**SUPPLIED TEXT**
****
Carly McCaw was sure that this May, the third time would be the charm.
A first-year Rachel Carson affiliate studying remotely from San Diego, McCaw tried to get on-campus housing at the start of the fall and winter quarters. She pulled out in fall due to the limited capacity resulting from the CZU Lightning Complex fire, and while offered housing in the winter, she ultimately withdrew her application after move-in date postponements.
McCaw was hopeful that with COVID regulations easing, the fall of 2021 would be her chance. That was until an email from UC Santa Cruz Student Housing put that optimism in limbo, announcing that current first-years were not included in priority housing groups for next fall.
“It was an immediate concern. If [my friends and I] weren’t able to get housing, what would we be able to do? […] It’s already pretty late and a lot of people have already been planning for how they’re going to live off campus,” McCaw said. “It definitely threw our plans in the air and caused immediate stress.”
Before the pandemic, McCaw and other current first-years would normally be guaranteed on-campus housing for their second year, but with a reduced housing capacity, the university had to replace the two year guarantee with a housing prioritization system.
This system involved consulting campus offices and organizations including Slug Support, Student Union Assembly, and the Division of Student Success and Affairs.
“Our work together relied on open, ongoing dialogue that led us to mutually agreeable solutions supportive of our students’ needs and strengthening all partners,” wrote Scott Hernandez-Jason, UCSC director of news and media relations, in an email.
****
**SUPPLIED ENTRIES**
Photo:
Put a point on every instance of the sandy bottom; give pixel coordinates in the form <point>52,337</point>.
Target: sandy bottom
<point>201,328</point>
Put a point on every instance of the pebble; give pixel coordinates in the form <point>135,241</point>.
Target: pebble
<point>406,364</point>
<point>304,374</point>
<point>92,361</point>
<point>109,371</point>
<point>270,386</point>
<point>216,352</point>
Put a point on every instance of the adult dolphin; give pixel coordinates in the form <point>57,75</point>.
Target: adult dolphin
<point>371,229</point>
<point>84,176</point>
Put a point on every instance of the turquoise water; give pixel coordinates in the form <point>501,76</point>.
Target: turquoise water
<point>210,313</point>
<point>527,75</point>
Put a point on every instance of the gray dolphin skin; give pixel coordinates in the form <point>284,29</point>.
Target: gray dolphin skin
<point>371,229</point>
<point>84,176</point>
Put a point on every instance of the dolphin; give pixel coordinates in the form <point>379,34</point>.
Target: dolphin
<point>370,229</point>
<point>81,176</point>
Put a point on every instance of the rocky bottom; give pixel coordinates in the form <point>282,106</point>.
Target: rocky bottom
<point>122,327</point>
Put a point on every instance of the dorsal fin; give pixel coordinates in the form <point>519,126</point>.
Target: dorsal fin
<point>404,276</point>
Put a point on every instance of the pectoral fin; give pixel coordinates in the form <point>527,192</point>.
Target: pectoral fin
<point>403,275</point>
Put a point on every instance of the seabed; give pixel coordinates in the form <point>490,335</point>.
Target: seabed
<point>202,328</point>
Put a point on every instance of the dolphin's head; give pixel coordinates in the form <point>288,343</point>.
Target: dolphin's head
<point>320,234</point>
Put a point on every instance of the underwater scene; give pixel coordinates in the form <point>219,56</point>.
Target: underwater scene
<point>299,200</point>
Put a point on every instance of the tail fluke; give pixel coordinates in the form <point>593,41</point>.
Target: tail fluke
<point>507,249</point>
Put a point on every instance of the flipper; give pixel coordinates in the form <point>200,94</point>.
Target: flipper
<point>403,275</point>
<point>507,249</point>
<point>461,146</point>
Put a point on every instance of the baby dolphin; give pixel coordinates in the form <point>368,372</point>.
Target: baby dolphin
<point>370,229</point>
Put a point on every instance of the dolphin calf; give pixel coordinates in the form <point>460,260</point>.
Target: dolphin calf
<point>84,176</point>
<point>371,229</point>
****
**WHAT TO WORK ON**
(a) Return the passage of the housing article starting with "McCaw was hopeful" and going on through "for next fall.", copied word for word.
(b) Answer these questions from the housing article:
(i) From what city was McCaw studying remotely?
(ii) What did the university put in place of the two-year housing guarantee?
(iii) What position does Scott Hernandez-Jason hold?
(c) Based on the housing article, is each statement true? Answer yes or no, quoting the words that decide it.
(i) McCaw withdrew her winter housing application after the move-in date was postponed.
(ii) Current first-years were included in the priority housing groups for next fall.
(iii) The Student Union Assembly was among the groups consulted for the prioritization system.
The material stands apart from the housing article.

**TASK-BY-TASK SOLUTIONS**
(a)
McCaw was hopeful that with COVID regulations easing, the fall of 2021 would be her chance. That was until an email from UC Santa Cruz Student Housing put that optimism in limbo, announcing that current first-years were not included in priority housing groups for next fall.

(b)
(i) San Diego
(ii) A housing prioritization system
(iii) UCSC director of news and media relations

(c)
(i) Yes: "she ultimately withdrew her application after move-in date postponements"
(ii) No: "current first-years were not included in priority housing groups for next fall"
(iii) Yes: "Slug Support, Student Union Assembly, and the Division of Student Success and Affairs"